>> Start Data to use

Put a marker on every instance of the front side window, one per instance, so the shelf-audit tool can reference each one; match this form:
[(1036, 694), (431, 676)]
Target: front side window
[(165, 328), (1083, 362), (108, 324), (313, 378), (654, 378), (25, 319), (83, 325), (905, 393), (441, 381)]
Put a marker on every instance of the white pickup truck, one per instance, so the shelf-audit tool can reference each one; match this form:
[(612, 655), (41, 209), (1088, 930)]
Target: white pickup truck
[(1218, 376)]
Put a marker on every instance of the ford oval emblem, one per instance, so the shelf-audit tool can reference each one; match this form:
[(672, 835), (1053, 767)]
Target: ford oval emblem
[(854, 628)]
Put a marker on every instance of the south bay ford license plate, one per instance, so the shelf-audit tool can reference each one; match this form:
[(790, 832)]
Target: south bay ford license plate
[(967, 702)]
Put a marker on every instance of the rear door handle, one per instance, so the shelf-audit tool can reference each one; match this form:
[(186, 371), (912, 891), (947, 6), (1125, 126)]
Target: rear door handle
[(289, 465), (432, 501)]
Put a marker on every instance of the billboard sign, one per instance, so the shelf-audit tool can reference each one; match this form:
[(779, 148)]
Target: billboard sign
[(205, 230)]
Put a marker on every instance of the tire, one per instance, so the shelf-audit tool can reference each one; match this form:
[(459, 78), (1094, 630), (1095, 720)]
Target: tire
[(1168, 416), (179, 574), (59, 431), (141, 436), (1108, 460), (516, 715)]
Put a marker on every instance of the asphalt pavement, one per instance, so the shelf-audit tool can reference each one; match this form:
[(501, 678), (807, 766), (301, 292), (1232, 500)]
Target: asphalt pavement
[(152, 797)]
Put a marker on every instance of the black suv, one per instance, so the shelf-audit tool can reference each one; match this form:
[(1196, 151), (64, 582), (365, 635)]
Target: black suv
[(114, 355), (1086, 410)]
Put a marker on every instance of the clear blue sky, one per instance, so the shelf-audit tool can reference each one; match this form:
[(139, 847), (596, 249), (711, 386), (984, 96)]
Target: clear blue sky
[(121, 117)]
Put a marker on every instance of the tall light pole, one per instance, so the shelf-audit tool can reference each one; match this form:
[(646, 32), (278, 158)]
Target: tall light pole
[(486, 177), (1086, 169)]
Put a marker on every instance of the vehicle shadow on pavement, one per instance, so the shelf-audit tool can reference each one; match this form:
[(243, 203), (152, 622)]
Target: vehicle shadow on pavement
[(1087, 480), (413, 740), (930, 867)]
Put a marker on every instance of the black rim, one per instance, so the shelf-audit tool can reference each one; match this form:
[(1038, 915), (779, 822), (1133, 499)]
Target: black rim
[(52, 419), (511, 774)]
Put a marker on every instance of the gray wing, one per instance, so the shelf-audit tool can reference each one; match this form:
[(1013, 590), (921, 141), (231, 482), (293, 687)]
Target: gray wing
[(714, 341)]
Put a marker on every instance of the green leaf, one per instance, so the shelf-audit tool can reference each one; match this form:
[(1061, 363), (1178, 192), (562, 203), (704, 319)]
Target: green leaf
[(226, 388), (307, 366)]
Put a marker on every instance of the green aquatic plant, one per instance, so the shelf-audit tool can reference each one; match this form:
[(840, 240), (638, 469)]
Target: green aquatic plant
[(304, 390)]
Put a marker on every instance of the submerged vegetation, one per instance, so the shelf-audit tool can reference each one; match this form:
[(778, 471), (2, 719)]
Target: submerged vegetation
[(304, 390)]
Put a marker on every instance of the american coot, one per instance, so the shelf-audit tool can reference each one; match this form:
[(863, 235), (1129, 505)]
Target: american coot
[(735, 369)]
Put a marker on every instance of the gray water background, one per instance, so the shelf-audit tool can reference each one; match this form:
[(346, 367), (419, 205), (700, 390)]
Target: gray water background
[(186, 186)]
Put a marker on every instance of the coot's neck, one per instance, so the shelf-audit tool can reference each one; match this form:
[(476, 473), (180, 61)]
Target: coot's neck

>> End Data to use

_Brief_:
Turn all the items above into a numbered list with one line per entry, leaving out any blank lines.

_The reply_:
1. Put a marker on every instance of the front side window, one per instance, so the shelf-audit tool can reference each one; match this form:
2. [(1036, 694), (431, 676)]
3. Target: front side window
4. [(165, 328), (1083, 362), (108, 324), (313, 378), (654, 378), (25, 319), (83, 325), (905, 393), (441, 381)]
5. Put a marker on every instance of the white pickup truck, one per instance, so the shelf-audit tool can reference each one; match this form:
6. [(612, 655), (41, 209), (1088, 930)]
7. Target: white pickup truck
8. [(1218, 376)]
9. Put a marker on every instance of the ford oval emblem, one per instance, so the shelf-audit tool can reference each one; match this form:
10. [(672, 835), (1053, 767)]
11. Target: ford oval emblem
12. [(854, 628)]
13. Put a marker on every instance of the south bay ford license plate, one per instance, so the shelf-audit tool can reference each one; match this form:
14. [(790, 832)]
15. Target: south bay ford license plate
16. [(967, 702)]
17. Put a marker on every instance of the rear door handle, one per instance, so the shelf-audit tool can reference each one; match this form:
18. [(186, 371), (912, 891), (947, 6), (1125, 126)]
19. Target: rear door handle
20. [(289, 465), (432, 501)]
21. Put a marker on every instance of the billboard sign, one per instance, so the shelf-audit tool can reference each one; match this form:
22. [(779, 148)]
23. Target: billboard sign
24. [(205, 230)]
25. Put a marker on every instance of the tire, one per instance, so the shelf-audit tool can reference each one; match this form:
26. [(459, 78), (1094, 630), (1095, 720)]
27. Target: tire
28. [(1168, 416), (179, 574), (59, 431), (141, 436), (1108, 460), (516, 715)]
29. Put a marker on every instance of the asphalt pavement, one per instance, so the shelf-audit tool can reference each one; match this form:
30. [(501, 678), (807, 766), (301, 292), (1232, 500)]
31. Target: asphalt pavement
32. [(152, 797)]
33. Put a marker on every instance of the black suv, one per instance, so the shelf-audit tool can reference each one; match this form:
34. [(1196, 151), (64, 582), (365, 635)]
35. Target: black suv
36. [(114, 355), (1086, 410)]
37. Put a marker on every instance of the clear blue sky, one per instance, so the shelf-audit tool can reference each one; match this form:
38. [(139, 847), (596, 249), (711, 386), (984, 96)]
39. Target: clear blue sky
40. [(121, 117)]
41. Put a marker on every instance of the tall light pole, one per instance, so the shelf-audit tool can reference each one; match this form:
42. [(646, 32), (278, 158)]
43. Target: tall light pole
44. [(486, 177), (1086, 169)]
45. Put a marker on every instance of the vehicle shadow on pavement, one per instance, so the shelf-audit tool can reference each one; match this form:
46. [(243, 203), (152, 622)]
47. Target: vehicle shadow on pavement
48. [(1087, 480), (413, 740), (930, 867)]
49. Put a marker on every instance of the black rim, one per instance, so the shelf-audit tool can reference each one; match this form:
50. [(1038, 915), (779, 822), (1133, 499)]
51. Target: black rim
52. [(52, 419), (511, 774)]
53. Put a marker on every instance of the gray wing, one per instance, so the shelf-audit tool can reference each one; match this form:
54. [(1013, 590), (921, 141), (231, 482), (293, 687)]
55. Target: gray wing
56. [(714, 341)]
57. Put a marker on every instance of the green leaf, one per instance, so the shelf-audit tool can reference each one; match this form:
58. [(1061, 363), (1178, 192), (562, 203), (704, 319)]
59. Target: green leaf
60. [(226, 388), (307, 366)]
61. Put a marker on every instance of the green aquatic plant, one per instance, so the shelf-audit tool can reference each one; match this form:
62. [(840, 240), (638, 469)]
63. Target: green aquatic plant
64. [(304, 390)]
65. Put a marker on every instance of the submerged vegetation, one per instance, so the shelf-audit tool can reference each one; match this form:
66. [(778, 471), (2, 719)]
67. Target: submerged vegetation
68. [(304, 390)]
69. Put a marker on every instance of the american coot, one per instance, so the shelf-audit tool can reference each one; match this form:
70. [(863, 235), (1129, 505)]
71. Target: american coot
72. [(735, 369)]
73. Put a marker on every instance of the gray water background, one per instance, so the shelf-audit tool can reference each one; match this form:
74. [(346, 367), (419, 205), (700, 390)]
75. Target: gray water background
76. [(186, 186)]
77. Put a marker on every instance of the coot's neck, one per instance, so the shelf-audit tool can reference each one; match this form:
78. [(476, 473), (180, 61)]
79. Target: coot's neck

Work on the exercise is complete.